§ Given request
Copy out, word for word, the stretch of the entries below from the line containing "Could you point to every instance of the person wearing shorts" through the line containing "<point>499,366</point>", including both of those lines.

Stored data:
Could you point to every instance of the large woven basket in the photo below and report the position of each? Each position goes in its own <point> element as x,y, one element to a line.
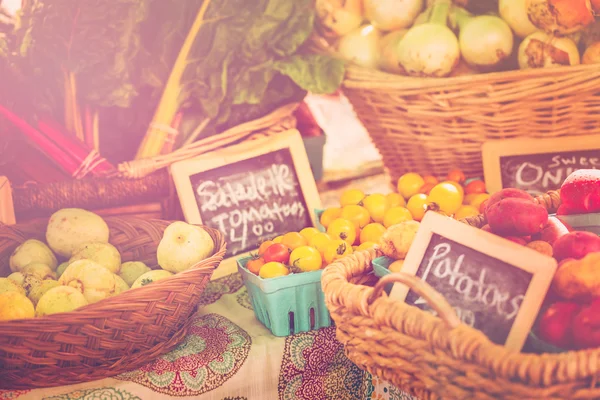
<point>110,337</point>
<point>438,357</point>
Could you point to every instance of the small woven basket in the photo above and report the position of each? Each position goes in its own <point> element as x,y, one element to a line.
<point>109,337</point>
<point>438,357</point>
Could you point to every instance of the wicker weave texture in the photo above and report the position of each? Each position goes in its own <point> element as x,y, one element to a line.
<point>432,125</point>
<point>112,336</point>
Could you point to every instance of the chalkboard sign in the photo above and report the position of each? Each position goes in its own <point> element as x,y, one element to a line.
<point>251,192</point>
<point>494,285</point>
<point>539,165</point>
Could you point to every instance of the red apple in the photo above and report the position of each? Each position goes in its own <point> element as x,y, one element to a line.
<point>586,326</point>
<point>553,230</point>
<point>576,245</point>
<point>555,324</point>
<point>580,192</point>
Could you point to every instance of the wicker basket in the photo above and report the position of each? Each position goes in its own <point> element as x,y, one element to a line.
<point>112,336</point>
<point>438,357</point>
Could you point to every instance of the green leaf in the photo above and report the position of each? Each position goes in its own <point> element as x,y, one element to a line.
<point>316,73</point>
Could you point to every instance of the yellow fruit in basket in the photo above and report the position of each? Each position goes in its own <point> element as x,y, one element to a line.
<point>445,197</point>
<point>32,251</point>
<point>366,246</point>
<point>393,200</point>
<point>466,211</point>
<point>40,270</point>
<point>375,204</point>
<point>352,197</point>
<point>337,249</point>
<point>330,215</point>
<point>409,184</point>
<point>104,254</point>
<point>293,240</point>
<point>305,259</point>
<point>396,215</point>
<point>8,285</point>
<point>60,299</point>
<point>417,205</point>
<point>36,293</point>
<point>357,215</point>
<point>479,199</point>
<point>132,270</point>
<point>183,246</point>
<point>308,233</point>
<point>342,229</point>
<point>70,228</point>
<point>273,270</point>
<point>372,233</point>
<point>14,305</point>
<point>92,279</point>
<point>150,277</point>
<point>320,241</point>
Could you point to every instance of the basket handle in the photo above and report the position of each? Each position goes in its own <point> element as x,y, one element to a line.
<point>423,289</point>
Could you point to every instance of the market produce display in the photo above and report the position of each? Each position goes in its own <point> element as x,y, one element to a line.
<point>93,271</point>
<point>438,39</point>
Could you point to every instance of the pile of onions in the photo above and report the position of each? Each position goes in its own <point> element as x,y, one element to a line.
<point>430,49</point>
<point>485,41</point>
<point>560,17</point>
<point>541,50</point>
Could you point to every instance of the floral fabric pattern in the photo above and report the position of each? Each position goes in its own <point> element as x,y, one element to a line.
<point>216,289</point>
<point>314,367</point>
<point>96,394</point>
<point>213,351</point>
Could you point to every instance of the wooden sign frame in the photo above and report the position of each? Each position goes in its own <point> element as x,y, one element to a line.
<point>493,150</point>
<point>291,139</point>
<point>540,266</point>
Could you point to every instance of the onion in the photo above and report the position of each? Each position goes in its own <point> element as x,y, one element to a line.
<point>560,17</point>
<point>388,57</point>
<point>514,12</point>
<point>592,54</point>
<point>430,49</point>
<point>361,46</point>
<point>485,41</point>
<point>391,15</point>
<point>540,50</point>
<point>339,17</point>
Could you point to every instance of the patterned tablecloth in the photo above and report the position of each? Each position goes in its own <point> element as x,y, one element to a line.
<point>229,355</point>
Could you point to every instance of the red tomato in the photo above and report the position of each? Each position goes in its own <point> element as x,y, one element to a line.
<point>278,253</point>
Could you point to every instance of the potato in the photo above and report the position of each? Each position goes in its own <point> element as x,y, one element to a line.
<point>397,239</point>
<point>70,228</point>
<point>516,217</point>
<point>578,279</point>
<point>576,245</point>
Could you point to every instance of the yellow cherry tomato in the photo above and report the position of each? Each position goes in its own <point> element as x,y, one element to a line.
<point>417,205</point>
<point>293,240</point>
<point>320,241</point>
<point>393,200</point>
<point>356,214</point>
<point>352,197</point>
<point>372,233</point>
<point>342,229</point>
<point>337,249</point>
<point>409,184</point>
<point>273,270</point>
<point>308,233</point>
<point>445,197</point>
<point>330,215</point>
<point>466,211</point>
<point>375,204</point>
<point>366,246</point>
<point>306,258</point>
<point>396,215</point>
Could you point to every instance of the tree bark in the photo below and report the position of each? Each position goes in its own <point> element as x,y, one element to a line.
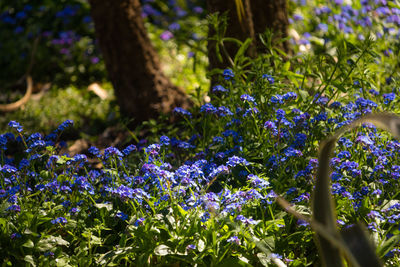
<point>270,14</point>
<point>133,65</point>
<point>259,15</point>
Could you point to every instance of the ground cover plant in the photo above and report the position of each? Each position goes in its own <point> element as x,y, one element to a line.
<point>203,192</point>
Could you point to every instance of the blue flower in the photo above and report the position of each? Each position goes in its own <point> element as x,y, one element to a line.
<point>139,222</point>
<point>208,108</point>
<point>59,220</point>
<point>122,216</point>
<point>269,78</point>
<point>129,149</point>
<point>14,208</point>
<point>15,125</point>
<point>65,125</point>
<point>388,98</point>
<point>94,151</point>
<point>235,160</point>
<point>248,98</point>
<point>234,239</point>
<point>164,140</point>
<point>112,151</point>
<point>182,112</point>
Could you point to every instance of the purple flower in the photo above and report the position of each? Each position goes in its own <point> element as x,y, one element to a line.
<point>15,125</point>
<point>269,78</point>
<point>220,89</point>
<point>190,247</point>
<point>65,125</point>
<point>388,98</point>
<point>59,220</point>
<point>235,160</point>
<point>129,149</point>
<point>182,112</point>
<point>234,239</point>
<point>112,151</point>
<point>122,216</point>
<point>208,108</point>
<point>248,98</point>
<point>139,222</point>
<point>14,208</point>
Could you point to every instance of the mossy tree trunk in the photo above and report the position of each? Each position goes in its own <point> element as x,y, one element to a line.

* * *

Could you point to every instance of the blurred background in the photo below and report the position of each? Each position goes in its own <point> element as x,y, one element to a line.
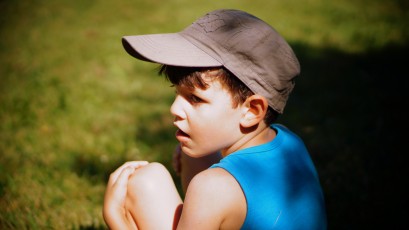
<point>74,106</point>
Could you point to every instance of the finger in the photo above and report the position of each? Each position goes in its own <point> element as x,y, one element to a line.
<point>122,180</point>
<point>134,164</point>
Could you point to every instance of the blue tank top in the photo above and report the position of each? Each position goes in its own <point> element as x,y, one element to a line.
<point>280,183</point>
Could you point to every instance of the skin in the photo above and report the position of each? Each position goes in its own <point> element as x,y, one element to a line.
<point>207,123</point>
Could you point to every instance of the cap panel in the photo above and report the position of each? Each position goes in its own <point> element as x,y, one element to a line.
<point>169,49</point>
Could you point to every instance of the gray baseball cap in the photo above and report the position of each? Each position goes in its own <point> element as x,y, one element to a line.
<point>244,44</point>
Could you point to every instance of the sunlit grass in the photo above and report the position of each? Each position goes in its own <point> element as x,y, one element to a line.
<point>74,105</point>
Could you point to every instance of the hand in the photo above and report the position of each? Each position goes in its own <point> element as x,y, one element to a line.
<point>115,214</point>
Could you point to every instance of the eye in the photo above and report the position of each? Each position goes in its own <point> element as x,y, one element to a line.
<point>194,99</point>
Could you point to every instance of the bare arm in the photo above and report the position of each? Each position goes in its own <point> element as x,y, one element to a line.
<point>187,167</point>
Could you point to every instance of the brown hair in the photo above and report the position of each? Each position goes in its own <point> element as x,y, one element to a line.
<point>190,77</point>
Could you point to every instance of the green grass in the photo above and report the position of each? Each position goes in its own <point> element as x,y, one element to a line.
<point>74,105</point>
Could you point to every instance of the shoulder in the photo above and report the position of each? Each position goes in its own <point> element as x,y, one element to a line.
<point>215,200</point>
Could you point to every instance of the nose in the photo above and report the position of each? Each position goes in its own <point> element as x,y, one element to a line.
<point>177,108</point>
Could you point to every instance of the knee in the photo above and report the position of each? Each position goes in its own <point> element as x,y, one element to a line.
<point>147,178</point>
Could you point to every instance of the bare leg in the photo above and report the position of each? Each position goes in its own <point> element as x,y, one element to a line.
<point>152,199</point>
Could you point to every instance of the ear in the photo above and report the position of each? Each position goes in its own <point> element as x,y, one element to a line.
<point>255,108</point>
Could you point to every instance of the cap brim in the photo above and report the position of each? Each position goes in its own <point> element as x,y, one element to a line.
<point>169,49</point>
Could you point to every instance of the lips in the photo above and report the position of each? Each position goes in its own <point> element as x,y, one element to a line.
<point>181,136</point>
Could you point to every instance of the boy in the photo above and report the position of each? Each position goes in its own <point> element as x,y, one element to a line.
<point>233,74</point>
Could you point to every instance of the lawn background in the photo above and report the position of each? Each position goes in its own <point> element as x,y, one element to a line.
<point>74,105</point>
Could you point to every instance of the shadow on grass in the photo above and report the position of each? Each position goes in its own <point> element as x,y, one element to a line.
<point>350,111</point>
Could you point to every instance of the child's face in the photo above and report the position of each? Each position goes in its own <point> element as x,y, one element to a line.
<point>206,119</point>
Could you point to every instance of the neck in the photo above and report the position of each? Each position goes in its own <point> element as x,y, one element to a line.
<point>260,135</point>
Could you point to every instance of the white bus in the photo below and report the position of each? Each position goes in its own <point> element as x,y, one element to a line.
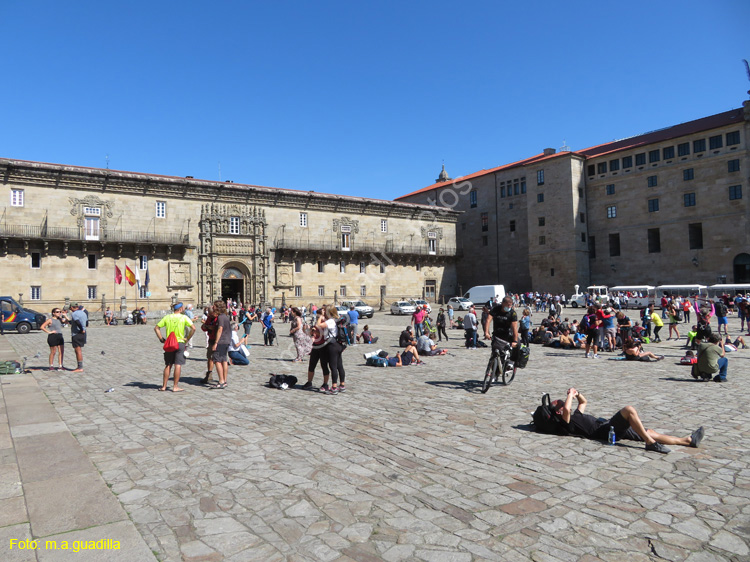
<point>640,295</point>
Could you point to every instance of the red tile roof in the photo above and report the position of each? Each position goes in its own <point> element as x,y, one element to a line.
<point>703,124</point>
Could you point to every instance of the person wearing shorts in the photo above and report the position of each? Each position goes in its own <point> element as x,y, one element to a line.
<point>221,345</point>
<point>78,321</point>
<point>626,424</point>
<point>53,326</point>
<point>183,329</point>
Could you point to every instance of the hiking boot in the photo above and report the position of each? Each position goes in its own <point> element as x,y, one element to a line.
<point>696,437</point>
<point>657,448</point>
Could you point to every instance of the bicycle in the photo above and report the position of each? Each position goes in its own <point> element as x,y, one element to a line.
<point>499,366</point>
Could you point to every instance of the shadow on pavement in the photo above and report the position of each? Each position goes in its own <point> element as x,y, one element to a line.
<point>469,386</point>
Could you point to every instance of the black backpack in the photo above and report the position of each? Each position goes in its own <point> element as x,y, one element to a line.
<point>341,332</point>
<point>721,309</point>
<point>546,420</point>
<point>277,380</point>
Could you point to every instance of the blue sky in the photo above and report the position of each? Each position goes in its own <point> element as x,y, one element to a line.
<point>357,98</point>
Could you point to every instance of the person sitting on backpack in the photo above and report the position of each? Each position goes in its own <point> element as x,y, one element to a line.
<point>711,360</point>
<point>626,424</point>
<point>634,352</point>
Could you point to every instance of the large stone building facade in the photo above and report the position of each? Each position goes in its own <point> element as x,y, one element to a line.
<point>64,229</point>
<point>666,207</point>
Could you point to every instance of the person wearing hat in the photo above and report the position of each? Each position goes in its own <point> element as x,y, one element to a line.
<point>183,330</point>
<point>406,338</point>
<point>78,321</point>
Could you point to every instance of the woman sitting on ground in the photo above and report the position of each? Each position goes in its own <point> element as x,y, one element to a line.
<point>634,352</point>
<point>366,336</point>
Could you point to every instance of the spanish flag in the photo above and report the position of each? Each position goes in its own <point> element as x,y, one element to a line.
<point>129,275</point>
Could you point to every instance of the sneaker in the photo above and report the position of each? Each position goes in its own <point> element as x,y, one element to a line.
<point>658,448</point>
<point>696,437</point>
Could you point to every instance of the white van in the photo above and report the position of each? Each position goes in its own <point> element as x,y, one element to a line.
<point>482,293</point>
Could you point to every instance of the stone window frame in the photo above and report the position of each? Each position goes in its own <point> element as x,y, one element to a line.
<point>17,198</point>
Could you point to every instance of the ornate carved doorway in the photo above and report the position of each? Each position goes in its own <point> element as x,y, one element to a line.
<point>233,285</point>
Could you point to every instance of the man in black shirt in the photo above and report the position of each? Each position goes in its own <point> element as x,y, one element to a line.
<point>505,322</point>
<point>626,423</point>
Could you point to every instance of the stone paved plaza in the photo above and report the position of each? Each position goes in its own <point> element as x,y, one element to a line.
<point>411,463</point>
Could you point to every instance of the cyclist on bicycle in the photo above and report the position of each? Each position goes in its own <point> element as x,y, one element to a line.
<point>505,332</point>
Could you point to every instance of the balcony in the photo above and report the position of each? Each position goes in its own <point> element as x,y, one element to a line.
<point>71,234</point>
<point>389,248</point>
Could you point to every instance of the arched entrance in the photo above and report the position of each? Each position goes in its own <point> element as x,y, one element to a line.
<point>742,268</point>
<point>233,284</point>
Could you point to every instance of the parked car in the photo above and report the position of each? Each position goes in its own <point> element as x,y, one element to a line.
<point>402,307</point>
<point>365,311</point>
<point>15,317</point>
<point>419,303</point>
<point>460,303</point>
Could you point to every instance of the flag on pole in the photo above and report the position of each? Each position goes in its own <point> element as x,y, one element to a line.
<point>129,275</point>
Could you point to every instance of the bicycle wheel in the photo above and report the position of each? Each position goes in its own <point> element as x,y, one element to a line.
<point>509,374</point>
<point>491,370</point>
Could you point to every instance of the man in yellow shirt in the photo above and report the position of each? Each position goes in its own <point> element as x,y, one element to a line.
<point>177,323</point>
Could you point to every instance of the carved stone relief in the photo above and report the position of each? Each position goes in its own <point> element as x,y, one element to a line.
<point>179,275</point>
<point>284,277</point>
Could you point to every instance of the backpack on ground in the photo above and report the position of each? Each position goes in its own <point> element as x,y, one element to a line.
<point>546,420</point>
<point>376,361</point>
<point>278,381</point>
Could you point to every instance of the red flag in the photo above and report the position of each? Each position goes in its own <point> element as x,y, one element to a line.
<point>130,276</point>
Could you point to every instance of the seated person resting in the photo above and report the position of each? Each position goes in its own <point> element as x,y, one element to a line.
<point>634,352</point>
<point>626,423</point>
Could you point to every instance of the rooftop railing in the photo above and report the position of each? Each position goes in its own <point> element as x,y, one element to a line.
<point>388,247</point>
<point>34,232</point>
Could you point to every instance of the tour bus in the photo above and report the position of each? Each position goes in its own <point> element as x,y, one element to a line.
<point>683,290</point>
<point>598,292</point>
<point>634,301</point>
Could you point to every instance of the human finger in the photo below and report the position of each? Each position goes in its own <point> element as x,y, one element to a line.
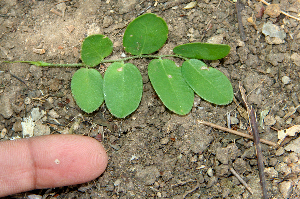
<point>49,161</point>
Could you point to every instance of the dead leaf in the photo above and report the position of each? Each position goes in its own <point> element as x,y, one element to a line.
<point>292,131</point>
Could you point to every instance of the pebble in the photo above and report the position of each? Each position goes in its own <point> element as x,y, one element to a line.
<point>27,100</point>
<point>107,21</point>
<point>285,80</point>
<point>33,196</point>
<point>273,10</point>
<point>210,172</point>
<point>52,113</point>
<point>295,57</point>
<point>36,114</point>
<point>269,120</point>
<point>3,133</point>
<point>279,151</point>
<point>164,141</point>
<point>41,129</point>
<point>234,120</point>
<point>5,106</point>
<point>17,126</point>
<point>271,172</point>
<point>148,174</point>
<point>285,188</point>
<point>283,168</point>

* * *

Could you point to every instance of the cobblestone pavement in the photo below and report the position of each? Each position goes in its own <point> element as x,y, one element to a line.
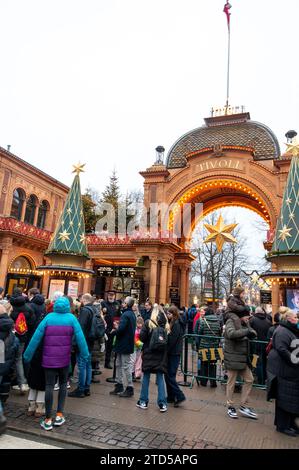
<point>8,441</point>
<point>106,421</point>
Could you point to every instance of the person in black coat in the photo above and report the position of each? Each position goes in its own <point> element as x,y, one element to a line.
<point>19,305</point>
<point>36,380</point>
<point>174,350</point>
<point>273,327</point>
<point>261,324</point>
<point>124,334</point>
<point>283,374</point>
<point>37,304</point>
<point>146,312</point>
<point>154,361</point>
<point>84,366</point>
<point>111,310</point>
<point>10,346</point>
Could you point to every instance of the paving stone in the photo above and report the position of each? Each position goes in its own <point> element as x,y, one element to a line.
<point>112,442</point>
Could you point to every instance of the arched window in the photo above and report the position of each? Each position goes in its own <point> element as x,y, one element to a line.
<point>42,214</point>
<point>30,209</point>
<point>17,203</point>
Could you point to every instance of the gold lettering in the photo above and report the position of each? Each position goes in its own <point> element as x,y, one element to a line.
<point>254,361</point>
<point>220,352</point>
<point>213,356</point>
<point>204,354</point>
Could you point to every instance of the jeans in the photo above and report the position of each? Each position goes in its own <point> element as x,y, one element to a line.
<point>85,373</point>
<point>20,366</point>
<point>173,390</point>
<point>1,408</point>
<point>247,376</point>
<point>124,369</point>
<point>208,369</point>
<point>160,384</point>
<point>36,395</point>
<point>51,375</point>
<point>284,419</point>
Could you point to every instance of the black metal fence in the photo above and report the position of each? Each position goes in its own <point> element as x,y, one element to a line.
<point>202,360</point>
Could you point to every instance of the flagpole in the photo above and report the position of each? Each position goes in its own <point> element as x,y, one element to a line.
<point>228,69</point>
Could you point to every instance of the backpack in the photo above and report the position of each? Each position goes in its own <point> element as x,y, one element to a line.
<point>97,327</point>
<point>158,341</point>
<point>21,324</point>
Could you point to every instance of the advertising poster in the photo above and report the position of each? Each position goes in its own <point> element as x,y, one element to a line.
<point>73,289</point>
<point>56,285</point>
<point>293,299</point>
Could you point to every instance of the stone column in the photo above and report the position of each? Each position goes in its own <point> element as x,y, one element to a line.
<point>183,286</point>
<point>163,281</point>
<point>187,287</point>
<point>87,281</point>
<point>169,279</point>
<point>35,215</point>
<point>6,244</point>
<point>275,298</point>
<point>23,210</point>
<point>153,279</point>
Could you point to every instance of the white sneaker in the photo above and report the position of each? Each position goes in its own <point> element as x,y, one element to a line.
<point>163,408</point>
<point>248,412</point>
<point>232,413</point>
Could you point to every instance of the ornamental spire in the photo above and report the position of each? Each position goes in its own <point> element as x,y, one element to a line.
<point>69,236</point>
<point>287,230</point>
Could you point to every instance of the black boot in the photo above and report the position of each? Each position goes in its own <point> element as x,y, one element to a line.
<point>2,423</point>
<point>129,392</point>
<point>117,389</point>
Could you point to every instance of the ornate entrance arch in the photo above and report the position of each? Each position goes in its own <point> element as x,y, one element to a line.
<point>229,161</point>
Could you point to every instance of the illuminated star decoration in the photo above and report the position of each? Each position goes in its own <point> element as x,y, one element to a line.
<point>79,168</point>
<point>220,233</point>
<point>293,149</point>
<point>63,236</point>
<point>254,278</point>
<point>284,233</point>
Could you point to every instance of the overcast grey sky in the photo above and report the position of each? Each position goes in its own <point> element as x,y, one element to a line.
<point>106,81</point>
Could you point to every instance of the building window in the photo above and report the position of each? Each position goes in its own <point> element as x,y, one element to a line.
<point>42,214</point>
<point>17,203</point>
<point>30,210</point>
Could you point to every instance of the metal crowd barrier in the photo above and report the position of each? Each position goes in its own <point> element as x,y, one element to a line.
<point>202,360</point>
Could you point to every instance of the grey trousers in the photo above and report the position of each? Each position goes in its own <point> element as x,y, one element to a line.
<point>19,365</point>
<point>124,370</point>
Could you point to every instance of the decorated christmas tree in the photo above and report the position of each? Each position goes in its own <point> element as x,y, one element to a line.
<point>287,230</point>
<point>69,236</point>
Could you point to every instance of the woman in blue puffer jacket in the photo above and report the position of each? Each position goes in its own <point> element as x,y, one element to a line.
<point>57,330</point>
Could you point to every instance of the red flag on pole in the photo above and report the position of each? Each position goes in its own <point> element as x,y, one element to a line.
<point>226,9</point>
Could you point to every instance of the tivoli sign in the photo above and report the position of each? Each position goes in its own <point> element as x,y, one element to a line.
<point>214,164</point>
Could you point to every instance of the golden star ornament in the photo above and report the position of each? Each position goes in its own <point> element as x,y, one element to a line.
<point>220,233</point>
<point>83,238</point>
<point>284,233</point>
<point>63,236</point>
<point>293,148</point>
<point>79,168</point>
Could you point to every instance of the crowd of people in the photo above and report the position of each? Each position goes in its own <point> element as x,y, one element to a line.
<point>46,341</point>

§ Output of the exercise
Could you point to every instance of the person wearing shorts in the photo above and report the position of each? Each position goes in its own <point> element as x,y, one element to a line.
<point>221,345</point>
<point>78,321</point>
<point>626,424</point>
<point>53,326</point>
<point>183,329</point>
Could you point to every instance of the hiking boot in the photo above and report the position of each? Each position goes in its own <point> element as x,y, one element to a line.
<point>696,437</point>
<point>657,448</point>
Could you point to every instance of the bicycle in the photo above and report the position of each? Each position goes in its own <point> element as x,y, one element to a line.
<point>499,366</point>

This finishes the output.